### Set problem
Please copy each of the entries below line for line, leaving every character unchanged.
------------------------------------
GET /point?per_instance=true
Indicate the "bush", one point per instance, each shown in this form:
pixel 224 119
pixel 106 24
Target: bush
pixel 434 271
------------------------------------
### Written response
GET /point?per_instance=true
Indicate the "bush", one point per instance, each shown in this form:
pixel 224 119
pixel 106 24
Target: bush
pixel 434 271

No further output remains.